## What is needed:
Retype all of the data exactly as given.

======== Stored rows

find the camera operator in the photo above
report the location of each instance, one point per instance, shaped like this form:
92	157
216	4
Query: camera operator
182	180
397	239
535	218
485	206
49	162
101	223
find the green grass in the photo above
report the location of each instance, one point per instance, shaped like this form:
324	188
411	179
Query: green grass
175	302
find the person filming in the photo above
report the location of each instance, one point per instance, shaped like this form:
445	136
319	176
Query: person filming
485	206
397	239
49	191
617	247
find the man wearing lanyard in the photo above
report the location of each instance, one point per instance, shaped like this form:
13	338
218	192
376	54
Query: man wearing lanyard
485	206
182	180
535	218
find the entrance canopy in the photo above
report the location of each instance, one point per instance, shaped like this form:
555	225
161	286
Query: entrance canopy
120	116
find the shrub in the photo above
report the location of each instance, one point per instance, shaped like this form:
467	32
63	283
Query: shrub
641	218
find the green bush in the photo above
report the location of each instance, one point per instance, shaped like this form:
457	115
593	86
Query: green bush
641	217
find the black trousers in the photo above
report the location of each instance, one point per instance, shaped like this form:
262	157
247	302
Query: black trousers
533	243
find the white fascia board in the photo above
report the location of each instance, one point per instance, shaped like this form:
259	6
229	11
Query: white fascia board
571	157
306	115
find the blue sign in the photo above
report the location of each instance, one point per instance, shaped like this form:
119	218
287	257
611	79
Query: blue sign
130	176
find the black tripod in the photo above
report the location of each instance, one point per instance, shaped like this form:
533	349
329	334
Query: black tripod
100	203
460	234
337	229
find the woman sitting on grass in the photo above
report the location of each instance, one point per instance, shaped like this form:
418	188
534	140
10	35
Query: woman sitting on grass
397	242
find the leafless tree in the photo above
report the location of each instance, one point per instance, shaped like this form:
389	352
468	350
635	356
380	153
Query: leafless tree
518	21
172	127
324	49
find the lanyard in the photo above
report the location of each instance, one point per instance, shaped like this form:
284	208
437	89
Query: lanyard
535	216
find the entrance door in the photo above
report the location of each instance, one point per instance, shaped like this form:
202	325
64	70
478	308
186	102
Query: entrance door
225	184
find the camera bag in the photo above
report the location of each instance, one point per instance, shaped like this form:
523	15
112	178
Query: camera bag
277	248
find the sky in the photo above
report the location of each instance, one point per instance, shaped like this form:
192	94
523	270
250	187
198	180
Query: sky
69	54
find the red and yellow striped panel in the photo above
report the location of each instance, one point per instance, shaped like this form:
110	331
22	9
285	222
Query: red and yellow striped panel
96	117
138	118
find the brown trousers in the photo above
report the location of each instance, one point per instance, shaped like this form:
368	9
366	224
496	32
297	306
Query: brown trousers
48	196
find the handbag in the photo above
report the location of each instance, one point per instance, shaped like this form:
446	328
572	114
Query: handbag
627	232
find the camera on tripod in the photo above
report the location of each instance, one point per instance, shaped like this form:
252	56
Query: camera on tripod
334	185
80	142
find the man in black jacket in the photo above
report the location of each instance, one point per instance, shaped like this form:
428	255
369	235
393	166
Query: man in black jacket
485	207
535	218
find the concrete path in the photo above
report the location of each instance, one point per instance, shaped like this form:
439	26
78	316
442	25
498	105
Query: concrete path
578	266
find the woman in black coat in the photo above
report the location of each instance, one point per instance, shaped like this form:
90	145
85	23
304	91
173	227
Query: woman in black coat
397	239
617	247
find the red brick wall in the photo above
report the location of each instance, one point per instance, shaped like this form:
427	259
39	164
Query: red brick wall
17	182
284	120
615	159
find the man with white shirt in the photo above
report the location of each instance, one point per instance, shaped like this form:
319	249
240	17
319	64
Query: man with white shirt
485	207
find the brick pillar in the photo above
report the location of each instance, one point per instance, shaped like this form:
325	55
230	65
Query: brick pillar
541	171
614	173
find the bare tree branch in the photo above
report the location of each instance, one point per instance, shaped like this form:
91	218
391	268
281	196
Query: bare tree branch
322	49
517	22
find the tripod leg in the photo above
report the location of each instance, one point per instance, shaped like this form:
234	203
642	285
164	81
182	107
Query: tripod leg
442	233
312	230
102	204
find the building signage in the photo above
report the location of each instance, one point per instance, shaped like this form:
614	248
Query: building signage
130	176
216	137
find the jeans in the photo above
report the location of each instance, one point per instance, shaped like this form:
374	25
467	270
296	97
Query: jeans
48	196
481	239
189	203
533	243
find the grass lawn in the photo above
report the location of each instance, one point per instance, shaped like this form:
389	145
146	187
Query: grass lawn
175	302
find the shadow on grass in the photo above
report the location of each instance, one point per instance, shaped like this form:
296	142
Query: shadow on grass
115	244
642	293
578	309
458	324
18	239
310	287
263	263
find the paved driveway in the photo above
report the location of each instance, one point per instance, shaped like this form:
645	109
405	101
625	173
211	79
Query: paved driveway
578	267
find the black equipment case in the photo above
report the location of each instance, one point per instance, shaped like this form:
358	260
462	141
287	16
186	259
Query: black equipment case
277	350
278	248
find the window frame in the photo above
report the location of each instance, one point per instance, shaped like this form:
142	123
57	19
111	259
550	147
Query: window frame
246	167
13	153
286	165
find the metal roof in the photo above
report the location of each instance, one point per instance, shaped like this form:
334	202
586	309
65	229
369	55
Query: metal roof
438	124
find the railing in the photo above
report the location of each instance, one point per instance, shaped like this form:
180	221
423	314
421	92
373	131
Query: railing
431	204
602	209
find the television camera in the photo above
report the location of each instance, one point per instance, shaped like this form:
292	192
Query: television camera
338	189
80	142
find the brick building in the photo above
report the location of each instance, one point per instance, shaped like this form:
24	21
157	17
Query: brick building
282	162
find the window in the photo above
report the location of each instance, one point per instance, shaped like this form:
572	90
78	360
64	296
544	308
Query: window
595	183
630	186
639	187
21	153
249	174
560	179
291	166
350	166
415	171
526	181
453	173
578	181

================

## Written answer:
find the camera operator in the photo above
report the location of each instance, one point per instance, shaped like this form:
92	157
216	4
Query: camera operator
182	180
397	239
535	218
485	206
49	162
101	223
find the green grass in the photo above
report the location of each instance, one point per instance, shaped like this form:
324	188
411	179
Query: green grass
175	302
find the person filming in the photo above
report the location of each instance, one point per instance, shaped like this form:
445	136
319	176
Query: person filming
485	206
397	239
49	191
617	247
find the man wearing lanyard in the photo above
report the location of each instance, one point per instance, shaped like this form:
13	338
218	192
376	54
Query: man wearing lanyard
485	206
182	180
535	218
find the entrance canopy in the photo above
report the location of each instance, one point per instance, shaped like this form:
555	225
161	286
Query: entrance canopy
120	116
find the shrub in the photo above
report the location of each instance, one point per instance, shaped like this form:
467	32
63	283
Query: shrub
641	218
find the green bush in the photo above
report the location of each instance, one point per instance, shaped like this form:
457	115
593	86
Query: green bush
641	217
find the black trousers in the photo above
report the location of each instance, one point per instance, shaped like this form:
262	157
247	302
Query: black trousers
533	243
find the white fascia board in the photo above
report the location of each instance, one point per instance, shaped like this form:
259	6
229	11
Query: white fascia board
571	157
306	115
find the blue sign in the photo above
report the location of each instance, one point per instance, shaped like this form:
119	218
287	257
611	79
Query: blue sign
130	176
find the black tripod in the photo above
report the location of each instance, one point per instance, shaped like this form:
533	349
329	334
Query: black tripod
100	203
460	234
337	229
find the woman sitting on grass in the photo above
report the location of each instance, one point per instance, shaped like this form:
418	188
534	140
10	35
Query: woman sitting on grass
397	242
find the leafless tree in the photo above
report the location of each instance, one point per instance, shaped like this form:
389	352
468	350
635	356
380	153
Query: leafless tree
518	21
172	127
324	49
find the lanyard in the photo above
report the location of each instance, one point per instance, shaped like this form:
284	208
437	89
Query: lanyard
535	216
find the entrance door in the photo above
report the location of each instance, one point per instance, shaped like this form:
202	325
64	70
478	308
186	102
Query: entrance door
225	184
find the camera bag in the photo above
report the location of each instance, one point per instance, shaped like this form:
523	15
112	178
Query: camera bag
277	248
find the sky in the photo above
report the location of each instance, one point per instance, shaped like this form:
192	94
523	270
250	187
198	180
Query: sky
69	54
find the red and yellow striped panel in the photo above
report the location of each instance, one point per instance, shaped like this form:
110	331
22	9
285	222
Query: red and yellow striped panel
96	117
138	118
find the brown trousers in the photo above
report the location of each instance, one point per instance, shaped like this form:
368	9
366	224
496	32
297	306
Query: brown trousers
48	196
find the handbag in the photo above
report the location of each instance, one point per instance, shaped like this form:
446	328
572	114
Query: handbag
627	232
find the camera on tripod in the photo above
report the location of each instance, one point per instance, shaped like this form:
252	56
Query: camera on tripod
334	185
80	142
find the man in black jacket in the photo above
report the location of each instance, one point per instance, shaped like this form:
428	255
369	235
393	166
Query: man in black jacket
485	207
535	218
find the concrete path in the photo above
report the location of each instance, one point per instance, shaped like this form:
439	26
78	316
442	25
498	105
Query: concrete path
578	266
find the woman in black coat in the photo above
report the location of each instance, one point per instance, shaped like this form:
90	145
85	23
304	91
173	227
Query: woman in black coat
397	239
617	247
find the red brick wall in the photo above
report the location of each instance, one point per instance, shaped like this form:
427	259
39	164
Query: red brick wall
17	182
284	120
615	159
find the man with white shirt in the photo above
report the location of each instance, one point per instance, shaped like this form:
319	249
240	17
319	64
Query: man with white shirt
485	207
find the brick pillar in the photo above
report the location of each instance, one point per instance, shaped like this form:
325	55
230	65
Query: brick pillar
541	171
614	173
find the bare tree branch in the photo above
report the location of each instance, one point per instance, shaped like this form:
91	218
391	268
281	196
Query: bare tree branch
322	49
517	22
find the tripod leg in the photo above
report the location of each instance, one point per instance, shaped like this form:
234	203
642	285
164	81
182	107
Query: tripod leg
442	233
312	230
102	204
find the building signage in the photo above
report the location of each instance, one point per instance, shaped like this form:
614	248
Query: building signage
130	176
216	137
find the jeans in the photo above
report the location of each instance, one point per instance, shaped like this form:
374	25
467	270
296	97
Query: jeans
48	196
481	239
189	203
533	243
find the grass lawn in the photo above
report the location of each instance, one point per instance, shaped like this form:
389	145
146	187
Query: grass lawn
175	302
find the shadow on grass in the photo above
report the location of each instance, one point per instance, shaped like this form:
296	142
Query: shadow on grass
115	244
642	293
578	309
458	324
18	239
310	287
263	263
find the paved driveway in the photo above
report the location of each instance, one point per instance, shaped like this form:
645	109
405	101
625	173
211	79
Query: paved driveway
578	267
find the black equipment case in the photo above
report the location of each instance, one point per instance, shaped like this form:
358	260
462	141
287	16
186	259
Query: black equipment case
277	350
278	248
find the window frame in the photo above
report the location of each instance, one point per instance, shaped like this form:
142	123
57	19
111	259
550	147
Query: window frame
246	167
13	153
286	165
find the metal roof in the photo above
report the location of each instance, one point per instance, shaped like this form:
334	202
586	309
65	229
369	55
Query: metal roof
438	124
find the railing in the photo above
report the location of each instance, one point per instance, shaped like this form:
180	221
423	314
421	92
373	131
Query: railing
431	204
602	209
find the television camera in the photo above
report the location of each instance, one point per instance, shaped like this form:
292	192
Query: television camera
338	189
80	142
find the brick building in the photo above
report the location of each instance, one point per instance, shaped like this form:
24	21
157	17
Query: brick building
282	162
find the window in the photo above
report the location of each instance, one point per instance, shaped like this form:
572	90
78	360
64	296
544	308
Query: window
595	183
630	186
639	187
21	153
249	174
560	179
291	166
350	166
415	171
526	181
453	173
578	181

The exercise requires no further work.